[Labels for object points]
============================================================
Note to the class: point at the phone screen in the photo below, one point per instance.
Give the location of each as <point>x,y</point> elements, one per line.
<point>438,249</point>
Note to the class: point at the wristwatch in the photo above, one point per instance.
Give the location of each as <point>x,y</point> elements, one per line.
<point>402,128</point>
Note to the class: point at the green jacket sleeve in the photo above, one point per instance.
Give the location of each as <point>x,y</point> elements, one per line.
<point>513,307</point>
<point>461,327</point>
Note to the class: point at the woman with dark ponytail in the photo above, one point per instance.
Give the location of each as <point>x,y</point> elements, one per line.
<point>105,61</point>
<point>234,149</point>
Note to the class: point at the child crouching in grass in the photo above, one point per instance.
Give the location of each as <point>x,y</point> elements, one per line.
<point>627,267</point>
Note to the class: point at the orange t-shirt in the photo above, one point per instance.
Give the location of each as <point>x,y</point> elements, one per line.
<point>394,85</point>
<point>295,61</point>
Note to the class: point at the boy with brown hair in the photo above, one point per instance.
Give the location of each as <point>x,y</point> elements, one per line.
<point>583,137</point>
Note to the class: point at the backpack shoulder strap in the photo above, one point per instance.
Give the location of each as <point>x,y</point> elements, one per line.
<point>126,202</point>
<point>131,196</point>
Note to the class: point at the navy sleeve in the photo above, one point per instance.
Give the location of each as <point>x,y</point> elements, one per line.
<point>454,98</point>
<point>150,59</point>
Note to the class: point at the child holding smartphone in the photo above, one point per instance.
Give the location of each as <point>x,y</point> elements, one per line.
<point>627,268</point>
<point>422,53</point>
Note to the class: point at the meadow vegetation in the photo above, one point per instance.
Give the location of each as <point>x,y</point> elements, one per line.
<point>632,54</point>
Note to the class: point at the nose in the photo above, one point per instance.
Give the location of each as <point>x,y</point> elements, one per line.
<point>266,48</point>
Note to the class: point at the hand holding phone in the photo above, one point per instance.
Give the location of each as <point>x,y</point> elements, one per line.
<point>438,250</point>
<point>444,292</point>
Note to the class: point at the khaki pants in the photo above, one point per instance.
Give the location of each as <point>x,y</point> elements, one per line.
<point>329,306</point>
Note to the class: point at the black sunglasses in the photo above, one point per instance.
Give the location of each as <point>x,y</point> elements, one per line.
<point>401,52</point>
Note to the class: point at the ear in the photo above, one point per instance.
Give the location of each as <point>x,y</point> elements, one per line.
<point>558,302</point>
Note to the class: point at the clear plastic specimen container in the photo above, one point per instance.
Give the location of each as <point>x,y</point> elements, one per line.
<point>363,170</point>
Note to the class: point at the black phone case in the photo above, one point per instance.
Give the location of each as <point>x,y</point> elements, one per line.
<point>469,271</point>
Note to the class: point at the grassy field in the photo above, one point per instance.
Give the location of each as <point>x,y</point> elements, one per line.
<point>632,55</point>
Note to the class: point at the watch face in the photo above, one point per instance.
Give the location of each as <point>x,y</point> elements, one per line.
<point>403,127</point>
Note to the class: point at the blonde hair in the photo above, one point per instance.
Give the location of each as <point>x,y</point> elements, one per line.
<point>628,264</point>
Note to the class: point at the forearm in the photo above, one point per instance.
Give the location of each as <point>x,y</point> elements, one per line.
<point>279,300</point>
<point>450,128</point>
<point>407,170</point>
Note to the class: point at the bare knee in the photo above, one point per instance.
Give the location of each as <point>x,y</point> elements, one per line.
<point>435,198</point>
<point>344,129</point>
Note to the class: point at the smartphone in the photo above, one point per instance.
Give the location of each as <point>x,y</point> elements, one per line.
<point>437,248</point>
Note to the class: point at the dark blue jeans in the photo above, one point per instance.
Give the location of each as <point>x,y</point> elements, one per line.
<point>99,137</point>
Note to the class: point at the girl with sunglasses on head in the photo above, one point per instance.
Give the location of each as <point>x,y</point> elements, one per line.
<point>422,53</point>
============================================================
--- What you are asked to do ---
Recast the material between the lines holding "Note to the class: point at the woman" and "<point>627,267</point>", inclusive, as a two-column CSV with the headers text and answer. Give one row for each stretch of wording and the answer that follows it, putting each in a single quoted field and turning line breaks into spaces.

--- Problem solution ---
text,answer
"Note to the class: point at the woman with dark ponytail in the photo above, one point per instance. Give the location of each as <point>x,y</point> elements, one per line.","<point>105,61</point> <point>234,149</point>"
"Note to the class: point at the child crouching in grass in the photo above, one point per instance. Give the location of each as <point>x,y</point> elements, one per line.","<point>627,267</point>"